=== DATASET CONTENT ===

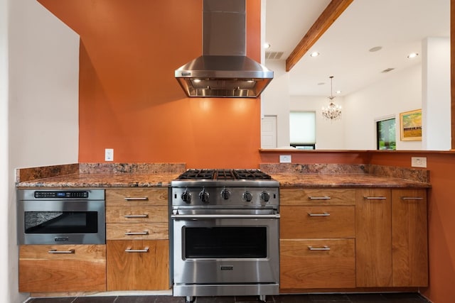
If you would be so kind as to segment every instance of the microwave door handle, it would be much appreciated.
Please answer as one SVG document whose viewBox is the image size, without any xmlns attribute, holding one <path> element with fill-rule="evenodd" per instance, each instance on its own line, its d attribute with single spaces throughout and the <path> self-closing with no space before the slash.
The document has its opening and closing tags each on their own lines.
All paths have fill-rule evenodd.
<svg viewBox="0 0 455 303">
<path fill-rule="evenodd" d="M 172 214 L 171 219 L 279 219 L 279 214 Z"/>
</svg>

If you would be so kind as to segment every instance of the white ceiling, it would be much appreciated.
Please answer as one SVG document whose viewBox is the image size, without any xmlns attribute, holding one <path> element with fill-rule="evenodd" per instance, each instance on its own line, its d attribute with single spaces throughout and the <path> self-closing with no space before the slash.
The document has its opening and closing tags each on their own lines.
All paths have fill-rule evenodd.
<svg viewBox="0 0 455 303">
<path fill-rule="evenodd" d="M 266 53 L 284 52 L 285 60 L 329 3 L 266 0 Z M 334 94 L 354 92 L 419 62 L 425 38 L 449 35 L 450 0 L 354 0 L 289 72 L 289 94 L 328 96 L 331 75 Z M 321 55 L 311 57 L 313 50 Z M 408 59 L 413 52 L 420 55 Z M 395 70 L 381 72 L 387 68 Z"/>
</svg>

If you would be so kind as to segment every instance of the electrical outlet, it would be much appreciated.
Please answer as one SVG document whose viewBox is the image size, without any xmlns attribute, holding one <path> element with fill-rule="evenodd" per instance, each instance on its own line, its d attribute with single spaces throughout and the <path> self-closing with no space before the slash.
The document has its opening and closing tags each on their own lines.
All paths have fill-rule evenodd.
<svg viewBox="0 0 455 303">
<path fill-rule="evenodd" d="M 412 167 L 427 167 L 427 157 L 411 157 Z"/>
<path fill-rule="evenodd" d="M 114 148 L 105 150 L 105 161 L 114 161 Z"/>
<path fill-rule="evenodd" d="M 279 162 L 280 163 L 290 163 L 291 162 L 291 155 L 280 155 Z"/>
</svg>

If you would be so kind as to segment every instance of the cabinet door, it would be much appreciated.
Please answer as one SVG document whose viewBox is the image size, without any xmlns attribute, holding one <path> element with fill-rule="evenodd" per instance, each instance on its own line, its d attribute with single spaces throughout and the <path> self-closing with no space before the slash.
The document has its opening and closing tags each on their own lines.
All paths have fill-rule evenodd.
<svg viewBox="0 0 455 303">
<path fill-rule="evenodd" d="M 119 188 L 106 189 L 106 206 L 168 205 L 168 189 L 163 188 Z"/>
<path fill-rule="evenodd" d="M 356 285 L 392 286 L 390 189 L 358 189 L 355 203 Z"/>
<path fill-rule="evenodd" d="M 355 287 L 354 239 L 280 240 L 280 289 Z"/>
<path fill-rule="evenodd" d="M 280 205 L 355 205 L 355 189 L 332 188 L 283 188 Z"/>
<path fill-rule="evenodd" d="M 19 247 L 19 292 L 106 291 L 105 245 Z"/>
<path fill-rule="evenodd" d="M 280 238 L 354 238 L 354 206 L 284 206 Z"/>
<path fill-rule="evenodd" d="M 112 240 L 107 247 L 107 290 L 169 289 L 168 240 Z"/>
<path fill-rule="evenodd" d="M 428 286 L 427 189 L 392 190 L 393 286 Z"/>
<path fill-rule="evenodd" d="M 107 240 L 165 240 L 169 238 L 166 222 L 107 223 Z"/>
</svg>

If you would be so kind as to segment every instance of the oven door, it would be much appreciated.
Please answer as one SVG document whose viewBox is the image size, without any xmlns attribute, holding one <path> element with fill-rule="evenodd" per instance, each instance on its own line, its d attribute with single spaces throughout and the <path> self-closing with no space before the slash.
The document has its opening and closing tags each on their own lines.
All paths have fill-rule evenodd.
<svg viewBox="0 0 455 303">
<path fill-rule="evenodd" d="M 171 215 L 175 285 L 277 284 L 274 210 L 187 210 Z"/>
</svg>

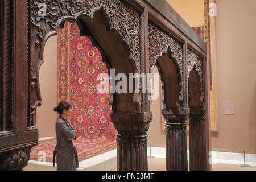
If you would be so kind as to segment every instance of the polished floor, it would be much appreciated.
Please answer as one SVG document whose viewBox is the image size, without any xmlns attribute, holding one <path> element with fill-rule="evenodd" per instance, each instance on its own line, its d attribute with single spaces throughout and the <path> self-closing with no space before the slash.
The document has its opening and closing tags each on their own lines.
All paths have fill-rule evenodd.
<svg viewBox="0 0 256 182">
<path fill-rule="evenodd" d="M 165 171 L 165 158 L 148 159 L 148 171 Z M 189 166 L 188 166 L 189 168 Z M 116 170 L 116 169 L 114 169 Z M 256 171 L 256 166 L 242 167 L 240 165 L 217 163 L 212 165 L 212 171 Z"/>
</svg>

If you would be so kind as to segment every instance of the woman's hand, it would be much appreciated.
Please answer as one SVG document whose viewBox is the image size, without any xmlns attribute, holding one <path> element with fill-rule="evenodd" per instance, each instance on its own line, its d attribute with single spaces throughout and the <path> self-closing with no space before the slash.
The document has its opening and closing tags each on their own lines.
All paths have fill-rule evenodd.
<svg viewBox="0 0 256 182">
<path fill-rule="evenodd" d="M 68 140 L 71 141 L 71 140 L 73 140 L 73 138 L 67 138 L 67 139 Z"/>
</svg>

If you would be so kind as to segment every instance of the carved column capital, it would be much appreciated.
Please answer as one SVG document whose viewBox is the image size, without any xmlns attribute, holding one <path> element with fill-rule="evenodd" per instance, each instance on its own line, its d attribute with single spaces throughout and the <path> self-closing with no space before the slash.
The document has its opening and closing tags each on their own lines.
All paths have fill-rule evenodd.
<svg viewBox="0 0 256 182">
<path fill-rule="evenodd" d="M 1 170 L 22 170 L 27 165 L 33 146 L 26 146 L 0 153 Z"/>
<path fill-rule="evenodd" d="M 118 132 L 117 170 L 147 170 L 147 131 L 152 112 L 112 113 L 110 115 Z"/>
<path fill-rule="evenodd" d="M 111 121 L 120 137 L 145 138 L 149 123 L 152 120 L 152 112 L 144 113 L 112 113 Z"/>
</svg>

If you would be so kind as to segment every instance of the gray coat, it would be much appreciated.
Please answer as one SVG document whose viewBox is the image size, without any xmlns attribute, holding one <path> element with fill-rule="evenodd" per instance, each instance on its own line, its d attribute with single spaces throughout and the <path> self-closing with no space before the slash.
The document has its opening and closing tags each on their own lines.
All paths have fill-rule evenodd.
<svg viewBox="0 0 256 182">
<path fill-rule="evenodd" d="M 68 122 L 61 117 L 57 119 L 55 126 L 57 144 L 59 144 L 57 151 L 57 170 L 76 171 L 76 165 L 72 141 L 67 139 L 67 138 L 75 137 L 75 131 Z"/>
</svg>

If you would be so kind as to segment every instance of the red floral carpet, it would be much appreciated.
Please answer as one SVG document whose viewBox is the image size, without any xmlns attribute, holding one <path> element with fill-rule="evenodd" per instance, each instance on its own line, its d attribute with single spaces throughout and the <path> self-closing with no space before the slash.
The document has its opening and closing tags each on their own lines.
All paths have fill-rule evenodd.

===

__STATED GOAL__. Could you reproduce every one of the dataset entries above word for word, leaving the pictures out?

__RESPONSE TO THE EXERCISE__.
If you would be so kind as to segment every instance of the microwave door handle, it would be much appreciated.
Please answer as one SVG document whose viewBox is the image size, without any xmlns attribute, holding one <path> element with fill-rule="evenodd" per instance, each instance on its own line, its d attribute with single spaces throughout and the <path> self-closing with no space before the slash.
The document has its opening and closing tags each on their own lines.
All paths have fill-rule evenodd.
<svg viewBox="0 0 455 303">
<path fill-rule="evenodd" d="M 172 214 L 171 219 L 279 219 L 279 214 Z"/>
</svg>

If you would be so kind as to segment every instance of the white ceiling, it would be much appreciated.
Please answer as one SVG document whose viewBox is the image size, without any xmlns attribute, holding one <path> element with fill-rule="evenodd" per instance, each instance on its own line, its d attribute with single spaces throughout and the <path> self-closing with no space before the slash.
The document has its opening and closing tags each on their own lines.
All paths have fill-rule evenodd.
<svg viewBox="0 0 455 303">
<path fill-rule="evenodd" d="M 266 53 L 284 52 L 285 60 L 329 3 L 266 0 Z M 334 94 L 354 92 L 419 62 L 425 38 L 449 35 L 450 0 L 354 0 L 289 72 L 289 94 L 328 96 L 331 75 Z M 321 55 L 311 57 L 313 50 Z M 408 59 L 413 52 L 420 55 Z M 395 70 L 381 72 L 387 68 Z"/>
</svg>

If you would be so kind as to segment every instance of the electrical outlet, it would be much appreciated.
Please answer as one SVG document whose viewBox is the image size, without any xmlns attribute, holding one <path> element with fill-rule="evenodd" per instance, each instance on its own line, its d attribute with single spaces throughout and the <path> self-closing with no space before the slash.
The document has its opening and closing tags each on their own lines.
All paths have fill-rule evenodd.
<svg viewBox="0 0 455 303">
<path fill-rule="evenodd" d="M 412 167 L 427 167 L 427 157 L 411 157 Z"/>
<path fill-rule="evenodd" d="M 114 148 L 105 150 L 105 161 L 114 161 Z"/>
<path fill-rule="evenodd" d="M 279 162 L 280 163 L 290 163 L 291 162 L 291 155 L 280 155 Z"/>
</svg>

If you would be so kind as to segment every instance of the cabinet door, it would be much appreciated.
Please answer as one SVG document whose viewBox is the image size, without any xmlns attribute, holding one <path> element with fill-rule="evenodd" per instance, each instance on its own line, its d attribute with single spaces throughout and the <path> self-closing with no space before the slash.
The document has its opening and closing tags each on their own lines.
All paths have fill-rule evenodd.
<svg viewBox="0 0 455 303">
<path fill-rule="evenodd" d="M 119 188 L 106 189 L 106 206 L 168 205 L 168 189 L 163 188 Z"/>
<path fill-rule="evenodd" d="M 356 285 L 392 286 L 390 189 L 358 189 L 355 203 Z"/>
<path fill-rule="evenodd" d="M 355 287 L 354 239 L 280 240 L 280 289 Z"/>
<path fill-rule="evenodd" d="M 280 205 L 355 205 L 355 189 L 332 188 L 283 188 Z"/>
<path fill-rule="evenodd" d="M 19 247 L 19 292 L 106 291 L 105 245 Z"/>
<path fill-rule="evenodd" d="M 280 238 L 354 238 L 354 206 L 284 206 Z"/>
<path fill-rule="evenodd" d="M 112 240 L 107 247 L 107 290 L 169 289 L 168 240 Z"/>
<path fill-rule="evenodd" d="M 428 286 L 427 189 L 392 190 L 393 286 Z"/>
<path fill-rule="evenodd" d="M 107 240 L 165 240 L 169 238 L 166 222 L 107 223 Z"/>
</svg>

If you would be so kind as to segment every instance of the oven door, it would be much appreciated.
Please answer as one SVG document whose viewBox is the image size, without any xmlns attribute, holding one <path> element with fill-rule="evenodd" per instance, each instance on its own line, its d attribute with single spaces throughout and the <path> self-closing with no space before the slash.
The document has its opening and closing tags each on their own lines.
All paths have fill-rule evenodd.
<svg viewBox="0 0 455 303">
<path fill-rule="evenodd" d="M 171 215 L 175 285 L 277 284 L 274 210 L 187 210 Z"/>
</svg>

If you would be so kind as to segment every instance of the polished floor, it would be much appreciated.
Please answer as one SVG document whose viewBox is the image size, without any xmlns attribute, holding one <path> element with fill-rule="evenodd" per instance, each instance on its own line, its d attribute with single spaces throughout and the <path> self-closing with no space before the slash.
The document has its opening and closing tags each on their own lines.
All paths have fill-rule evenodd.
<svg viewBox="0 0 256 182">
<path fill-rule="evenodd" d="M 165 171 L 165 158 L 148 159 L 148 171 Z M 189 166 L 188 166 L 189 168 Z M 116 170 L 116 169 L 114 169 Z M 256 171 L 256 166 L 242 167 L 240 165 L 217 163 L 212 165 L 212 171 Z"/>
</svg>

If you would be so kind as to segment every instance of the woman's hand, it would be much appreciated.
Please answer as one SVG document whose viewBox is the image size, without any xmlns attribute, holding one <path> element with fill-rule="evenodd" per instance, each instance on its own line, its d attribute with single spaces throughout and the <path> self-closing with no space before the slash.
The document has its opening and closing tags each on their own lines.
All paths have fill-rule evenodd.
<svg viewBox="0 0 256 182">
<path fill-rule="evenodd" d="M 68 140 L 71 141 L 71 140 L 73 140 L 73 138 L 67 138 L 67 139 Z"/>
</svg>

If you would be so kind as to segment every instance of the carved column capital, it would be much appreciated.
Please answer as one SVG document whose viewBox is the image size, without any xmlns attribute, holding one <path> element with fill-rule="evenodd" per instance, each instance on its own line, its d attribute with single spaces throughout and the <path> self-closing with no space before the slash.
The document has its opening and closing tags each on their own lines.
All paths have fill-rule evenodd.
<svg viewBox="0 0 256 182">
<path fill-rule="evenodd" d="M 1 170 L 22 170 L 27 165 L 33 146 L 26 146 L 0 153 Z"/>
<path fill-rule="evenodd" d="M 118 132 L 117 170 L 147 170 L 147 131 L 152 112 L 112 113 L 110 115 Z"/>
<path fill-rule="evenodd" d="M 111 121 L 120 137 L 145 138 L 149 123 L 152 120 L 152 112 L 144 113 L 112 113 Z"/>
</svg>

If you would be so kind as to segment every instance of the gray coat, it would be much appreciated.
Please answer as one SVG document whose viewBox is the image size, without any xmlns attribute, holding one <path> element with fill-rule="evenodd" per instance, each instance on its own line, its d attribute with single spaces throughout and the <path> self-closing with no space before the slash.
The document has its opening and closing tags each on their own lines.
All paths have fill-rule evenodd.
<svg viewBox="0 0 256 182">
<path fill-rule="evenodd" d="M 68 122 L 61 117 L 57 119 L 55 126 L 57 144 L 59 144 L 57 151 L 57 170 L 76 171 L 76 165 L 72 141 L 67 139 L 67 138 L 75 137 L 75 131 Z"/>
</svg>

If you would be so kind as to segment every instance of the red floral carpet, it would be much appreciated.
Please answer as one SVG document whose viewBox is the image size, without any xmlns attribute, holding one <path> element with fill-rule="evenodd" per instance, each instance on its own line, its d attribute with single spaces throughout and the <path> self-closing with no space before the slash.
The document has its opening and closing tags each on their own lines.
All paths have fill-rule evenodd.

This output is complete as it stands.